The task —
Without the pictures, write out every entry that follows exactly.

Records supplied —
__________

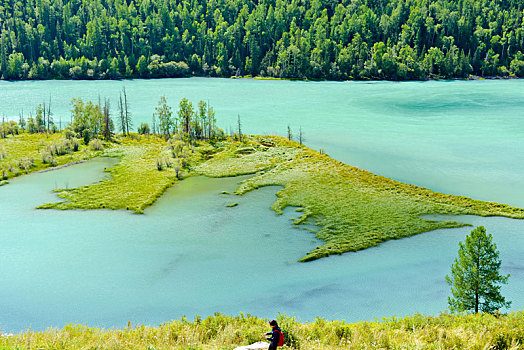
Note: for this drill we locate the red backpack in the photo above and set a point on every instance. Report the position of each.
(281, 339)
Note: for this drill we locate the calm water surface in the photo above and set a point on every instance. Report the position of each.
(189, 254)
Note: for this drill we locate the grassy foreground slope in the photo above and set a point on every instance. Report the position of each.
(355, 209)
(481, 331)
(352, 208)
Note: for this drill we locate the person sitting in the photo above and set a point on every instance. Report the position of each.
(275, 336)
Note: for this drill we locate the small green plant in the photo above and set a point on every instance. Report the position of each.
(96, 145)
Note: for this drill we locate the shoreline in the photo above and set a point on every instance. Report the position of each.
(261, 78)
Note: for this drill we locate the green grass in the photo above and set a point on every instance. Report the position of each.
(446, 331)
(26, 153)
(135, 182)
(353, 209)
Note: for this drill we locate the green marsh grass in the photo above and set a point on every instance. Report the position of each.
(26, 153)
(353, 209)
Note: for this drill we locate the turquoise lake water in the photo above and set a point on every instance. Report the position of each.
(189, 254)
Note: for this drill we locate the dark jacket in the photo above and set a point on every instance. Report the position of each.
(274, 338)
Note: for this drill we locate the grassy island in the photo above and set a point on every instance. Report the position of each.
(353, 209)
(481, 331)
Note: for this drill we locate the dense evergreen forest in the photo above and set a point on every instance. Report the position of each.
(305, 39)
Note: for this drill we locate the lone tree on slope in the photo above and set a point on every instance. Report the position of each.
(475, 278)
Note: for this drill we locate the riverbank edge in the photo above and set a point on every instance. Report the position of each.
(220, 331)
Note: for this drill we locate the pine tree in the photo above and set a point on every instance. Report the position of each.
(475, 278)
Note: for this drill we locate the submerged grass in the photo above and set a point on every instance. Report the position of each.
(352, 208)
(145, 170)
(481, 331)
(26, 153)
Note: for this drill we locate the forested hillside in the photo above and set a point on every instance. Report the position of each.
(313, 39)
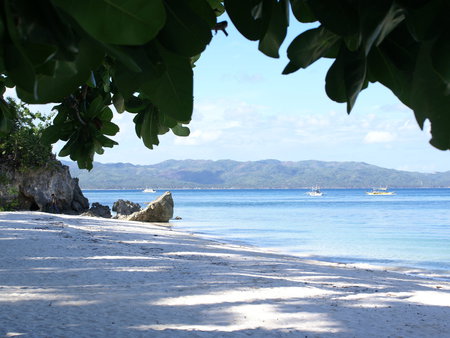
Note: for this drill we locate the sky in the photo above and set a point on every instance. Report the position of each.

__________

Written reply —
Note: for this drill we locate the red backpack in the photo above and set a point on every instance. Report the position of each.
(281, 339)
Note: for this drill we locate the calm water surface in the photo above and set a point on every instance. Report the position of each.
(189, 254)
Note: for this drill we locate the grassy foreground slope in the photo above and set a point on every instance. Report the position of each.
(355, 209)
(481, 331)
(352, 208)
Note: for this drill we locate the person sitting in the photo above and set a point on every instance. Report the position of each.
(275, 336)
Note: for this drill we locate the small green plant in the photo above and set a point on every instance. Report the position of each.
(96, 145)
Note: for this drill we locate the shoreline in the photo above and set a point on every instance. Report the position of each.
(261, 78)
Note: for this drill we locate the green grass in the photo above and set a point on every instance. Report the position of each.
(446, 331)
(26, 153)
(135, 182)
(353, 209)
Note: for this drill we locate the green marsh grass in the photo above and set a point on every instance. Report the position of each.
(26, 153)
(353, 209)
Note: for this drill we locate the turquoise lake water in the photo above and set a point on every instance. Report the position of each.
(189, 254)
Note: for this drill we locate the dark jacket in the photo above and set a point on every instance. Report the position of each.
(274, 338)
Note: for this drill we locate the grassy island in the photo above and set a point on every instance. Report the position of each.
(353, 209)
(481, 331)
Note: for this drill we locate the dense evergreen forest in the photo above and set a point on every instance. Report the position of each.
(305, 39)
Note: for this drill we locate the lone tree on slope in the photo above and set a point on every instance. Report the position of each.
(475, 278)
Note: for this drill we locate the riverbank edge in the photo above and set a point on every instance. Report the position of each.
(220, 331)
Note: for this drill we locate the pine tree in the photo above and set a point on every instance. Report the position of each.
(475, 278)
Note: for this drill we locate the submerged grass in the photo above and set a point on every instance. Report the position of each.
(352, 208)
(145, 170)
(481, 331)
(26, 153)
Note: for this drill we locate the forested hillside in the photo above and set a point on every instance. Report the position of each.
(313, 39)
Note: for this drill we locate the sky in the photo above and set a point on every instance. Report the position of each.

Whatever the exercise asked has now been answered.